• **SUPPLIED PASSAGE**:
Evals for LLM Applications
An eval is a test case for an LLM app. You collect inputs that matter, define a scorer that checks the output, and run the pair against each candidate prompt or model. Without evals you are shipping based on vibes.
The shape of an eval
- Dataset. A frozen list of inputs — user queries, documents, tool histories. Typically 20 for fast smoke tests, 200+ for release gates.
- Scorer. A function from
(input, output, expected)to a number in [0, 1]. Can be deterministic (regex match, JSON validity), LLM-judged (rubric), or human-labeled. - Run. Execute the system under test across every dataset row, aggregate scores, diff vs. the previous run.
Types of scorers
- Exact match / regex — works for classification, structured extraction.
- Reference-based — compare against a gold answer with embedding similarity or ROUGE. Cheap; brittle on open-ended tasks.
- LLM-as-judge — ask another LLM to score against a rubric. Scales well; prompt the judge carefully or it becomes the bottleneck.
- Human review — slow and expensive, still the ground truth for judgment-heavy tasks.
Running evals in CI
Gate PRs on eval regressions. A good setup:
- Sample 30 fast cases that run in under 60 seconds.
- Fail the build if the win-rate vs. main drops below 95%.

[Items from a data source]
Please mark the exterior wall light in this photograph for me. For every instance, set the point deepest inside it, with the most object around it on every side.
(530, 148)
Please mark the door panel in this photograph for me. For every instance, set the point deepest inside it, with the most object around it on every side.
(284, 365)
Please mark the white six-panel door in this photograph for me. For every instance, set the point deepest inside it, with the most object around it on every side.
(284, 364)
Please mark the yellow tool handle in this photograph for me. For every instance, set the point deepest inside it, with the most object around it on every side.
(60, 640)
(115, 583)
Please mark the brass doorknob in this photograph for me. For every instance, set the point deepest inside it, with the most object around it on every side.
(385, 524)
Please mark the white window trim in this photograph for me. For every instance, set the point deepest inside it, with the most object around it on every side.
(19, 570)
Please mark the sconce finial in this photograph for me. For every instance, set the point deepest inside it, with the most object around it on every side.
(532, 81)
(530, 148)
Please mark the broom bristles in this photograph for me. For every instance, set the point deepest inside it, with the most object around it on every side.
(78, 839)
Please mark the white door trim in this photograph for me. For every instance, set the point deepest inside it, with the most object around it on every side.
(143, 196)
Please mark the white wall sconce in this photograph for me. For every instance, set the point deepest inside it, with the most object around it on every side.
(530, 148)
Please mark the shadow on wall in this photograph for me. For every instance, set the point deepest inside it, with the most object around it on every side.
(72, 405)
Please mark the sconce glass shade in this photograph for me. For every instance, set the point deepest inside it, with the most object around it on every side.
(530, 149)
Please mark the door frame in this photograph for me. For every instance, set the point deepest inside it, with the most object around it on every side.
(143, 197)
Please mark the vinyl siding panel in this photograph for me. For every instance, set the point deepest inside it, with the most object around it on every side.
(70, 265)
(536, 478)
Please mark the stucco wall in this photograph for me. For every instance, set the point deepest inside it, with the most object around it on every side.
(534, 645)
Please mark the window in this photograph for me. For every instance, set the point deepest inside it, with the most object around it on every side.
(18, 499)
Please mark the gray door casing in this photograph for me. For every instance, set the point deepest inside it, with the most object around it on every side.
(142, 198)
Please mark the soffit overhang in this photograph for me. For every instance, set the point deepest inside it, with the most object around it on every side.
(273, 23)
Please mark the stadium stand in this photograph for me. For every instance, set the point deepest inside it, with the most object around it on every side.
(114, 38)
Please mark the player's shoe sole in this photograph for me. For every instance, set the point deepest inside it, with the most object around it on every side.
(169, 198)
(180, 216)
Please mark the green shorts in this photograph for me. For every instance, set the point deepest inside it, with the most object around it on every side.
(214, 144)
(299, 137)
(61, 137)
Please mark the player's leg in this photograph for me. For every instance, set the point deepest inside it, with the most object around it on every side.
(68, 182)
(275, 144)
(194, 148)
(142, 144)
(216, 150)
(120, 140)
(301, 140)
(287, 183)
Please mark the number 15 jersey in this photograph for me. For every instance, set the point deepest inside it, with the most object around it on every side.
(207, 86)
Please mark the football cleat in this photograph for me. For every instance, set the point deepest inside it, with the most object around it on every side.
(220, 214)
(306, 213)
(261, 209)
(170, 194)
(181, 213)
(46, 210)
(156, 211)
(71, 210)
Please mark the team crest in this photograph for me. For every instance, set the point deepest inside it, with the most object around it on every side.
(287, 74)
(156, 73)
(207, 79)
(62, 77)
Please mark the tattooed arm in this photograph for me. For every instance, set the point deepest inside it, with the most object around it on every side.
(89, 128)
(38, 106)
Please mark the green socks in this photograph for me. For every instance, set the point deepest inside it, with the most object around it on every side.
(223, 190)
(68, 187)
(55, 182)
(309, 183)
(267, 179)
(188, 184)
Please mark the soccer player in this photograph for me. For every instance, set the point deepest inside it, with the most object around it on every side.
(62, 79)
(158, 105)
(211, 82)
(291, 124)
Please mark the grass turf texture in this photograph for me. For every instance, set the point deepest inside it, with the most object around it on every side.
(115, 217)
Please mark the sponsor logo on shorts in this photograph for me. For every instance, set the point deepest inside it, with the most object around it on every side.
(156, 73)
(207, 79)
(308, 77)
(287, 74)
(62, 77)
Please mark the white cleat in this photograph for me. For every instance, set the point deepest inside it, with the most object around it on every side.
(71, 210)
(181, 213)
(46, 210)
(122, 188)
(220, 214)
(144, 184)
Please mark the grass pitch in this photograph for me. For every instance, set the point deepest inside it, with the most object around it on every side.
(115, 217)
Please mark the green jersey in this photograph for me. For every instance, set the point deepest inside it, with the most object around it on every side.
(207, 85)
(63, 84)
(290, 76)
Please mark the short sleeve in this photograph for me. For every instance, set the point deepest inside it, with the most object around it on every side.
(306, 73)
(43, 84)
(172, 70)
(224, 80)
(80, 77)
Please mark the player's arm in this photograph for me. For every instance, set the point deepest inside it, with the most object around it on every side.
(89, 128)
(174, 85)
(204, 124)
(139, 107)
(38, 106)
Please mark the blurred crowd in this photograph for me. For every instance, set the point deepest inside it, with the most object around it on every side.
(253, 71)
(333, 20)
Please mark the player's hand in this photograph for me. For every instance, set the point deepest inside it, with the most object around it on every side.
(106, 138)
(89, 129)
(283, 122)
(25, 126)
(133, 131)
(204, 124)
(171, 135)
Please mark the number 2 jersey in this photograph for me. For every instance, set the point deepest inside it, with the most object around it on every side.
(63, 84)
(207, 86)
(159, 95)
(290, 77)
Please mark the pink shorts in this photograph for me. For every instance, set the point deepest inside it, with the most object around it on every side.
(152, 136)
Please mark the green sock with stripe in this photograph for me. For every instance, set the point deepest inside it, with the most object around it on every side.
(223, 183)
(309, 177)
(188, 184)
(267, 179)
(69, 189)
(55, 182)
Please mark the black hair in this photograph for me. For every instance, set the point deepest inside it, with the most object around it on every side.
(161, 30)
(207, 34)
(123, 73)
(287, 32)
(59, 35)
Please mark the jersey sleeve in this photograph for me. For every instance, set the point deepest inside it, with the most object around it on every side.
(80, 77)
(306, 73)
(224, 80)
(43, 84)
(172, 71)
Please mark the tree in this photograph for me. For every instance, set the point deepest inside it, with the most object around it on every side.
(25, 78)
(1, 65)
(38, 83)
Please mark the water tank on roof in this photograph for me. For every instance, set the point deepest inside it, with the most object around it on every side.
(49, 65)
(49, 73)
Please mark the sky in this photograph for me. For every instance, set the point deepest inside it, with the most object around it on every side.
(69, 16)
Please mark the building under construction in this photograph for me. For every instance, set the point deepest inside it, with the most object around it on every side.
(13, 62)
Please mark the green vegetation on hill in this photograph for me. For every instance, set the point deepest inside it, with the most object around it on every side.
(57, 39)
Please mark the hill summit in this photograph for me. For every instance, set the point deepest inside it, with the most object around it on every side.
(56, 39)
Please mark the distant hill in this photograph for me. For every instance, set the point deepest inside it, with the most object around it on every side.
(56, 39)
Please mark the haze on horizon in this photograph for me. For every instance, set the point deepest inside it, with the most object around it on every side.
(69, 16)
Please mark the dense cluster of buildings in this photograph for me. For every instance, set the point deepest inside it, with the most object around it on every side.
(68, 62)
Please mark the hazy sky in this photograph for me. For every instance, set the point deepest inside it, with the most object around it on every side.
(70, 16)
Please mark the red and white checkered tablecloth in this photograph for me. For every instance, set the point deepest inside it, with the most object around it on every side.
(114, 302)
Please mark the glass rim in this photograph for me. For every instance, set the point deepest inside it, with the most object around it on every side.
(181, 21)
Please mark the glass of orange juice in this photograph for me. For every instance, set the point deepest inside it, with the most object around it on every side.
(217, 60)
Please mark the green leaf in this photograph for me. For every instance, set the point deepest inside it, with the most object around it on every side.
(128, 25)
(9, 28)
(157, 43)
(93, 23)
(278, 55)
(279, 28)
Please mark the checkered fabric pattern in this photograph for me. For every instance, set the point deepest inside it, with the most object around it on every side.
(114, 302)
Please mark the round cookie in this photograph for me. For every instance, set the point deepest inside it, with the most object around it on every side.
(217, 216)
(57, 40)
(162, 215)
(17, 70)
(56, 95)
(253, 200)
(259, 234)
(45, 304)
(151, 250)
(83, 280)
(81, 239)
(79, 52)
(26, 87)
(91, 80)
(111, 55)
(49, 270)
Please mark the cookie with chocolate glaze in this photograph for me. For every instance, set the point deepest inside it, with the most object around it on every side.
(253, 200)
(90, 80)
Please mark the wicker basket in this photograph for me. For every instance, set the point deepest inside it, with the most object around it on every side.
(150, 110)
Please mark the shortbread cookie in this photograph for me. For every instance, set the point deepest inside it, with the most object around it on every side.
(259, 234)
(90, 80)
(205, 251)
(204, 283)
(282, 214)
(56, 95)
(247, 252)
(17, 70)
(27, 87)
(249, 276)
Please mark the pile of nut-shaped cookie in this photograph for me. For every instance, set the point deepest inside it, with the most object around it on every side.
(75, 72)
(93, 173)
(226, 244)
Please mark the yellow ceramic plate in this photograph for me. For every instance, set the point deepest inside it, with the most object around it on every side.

• **WHAT YOU NEED TO DO**:
1) In the text on evals for LLM applications, what dataset size is typical for release gates?
2) Output the portion of the text on evals for LLM applications between "The shape of" and "becomes the bottleneck.", inclusive.
3) Continue the text on evals for LLM applications from the point where it stops.

• **RESULTS OF THE TASKS**:
1) 200 or more inputs.

2)
The shape of an eval
- Dataset. A frozen list of inputs — user queries, documents, tool histories. Typically 20 for fast smoke tests, 200+ for release gates.
- Scorer. A function from
(input, output, expected)to a number in [0, 1]. Can be deterministic (regex match, JSON validity), LLM-judged (rubric), or human-labeled. - Run. Execute the system under test across every dataset row, aggregate scores, diff vs. the previous run.
Types of scorers
- Exact match / regex — works for classification, structured extraction.
- Reference-based — compare against a gold answer with embedding similarity or ROUGE. Cheap; brittle on open-ended tasks.
- LLM-as-judge — ask another LLM to score against a rubric. Scales well; prompt the judge carefully or it becomes the bottleneck.

3)
- Run the full 500-case suite nightly.
- Block release if any critical slice (top-10 customers, top-5 intents) regresses.
Failure modes
- Judge drift. Your LLM judge changes scoring behavior after a model upgrade. Freeze the judge model version.
- Dataset contamination. Your team writes eval cases from memory of bugs you fixed. The model looks great, production still breaks. Sample real traffic.
- Single-score tyranny. An overall mean of 0.82 hides that finance queries dropped from 0.9 to 0.5. Always report per-slice.
- Gaming. Engineers optimize the eval instead of the product. Refresh the dataset monthly.
When NOT to invest heavily
If you have fewer than 100 daily users and the product is pre-PMF, building a full eval harness is premature. Ship, watch real sessions, and write evals from the first complaints.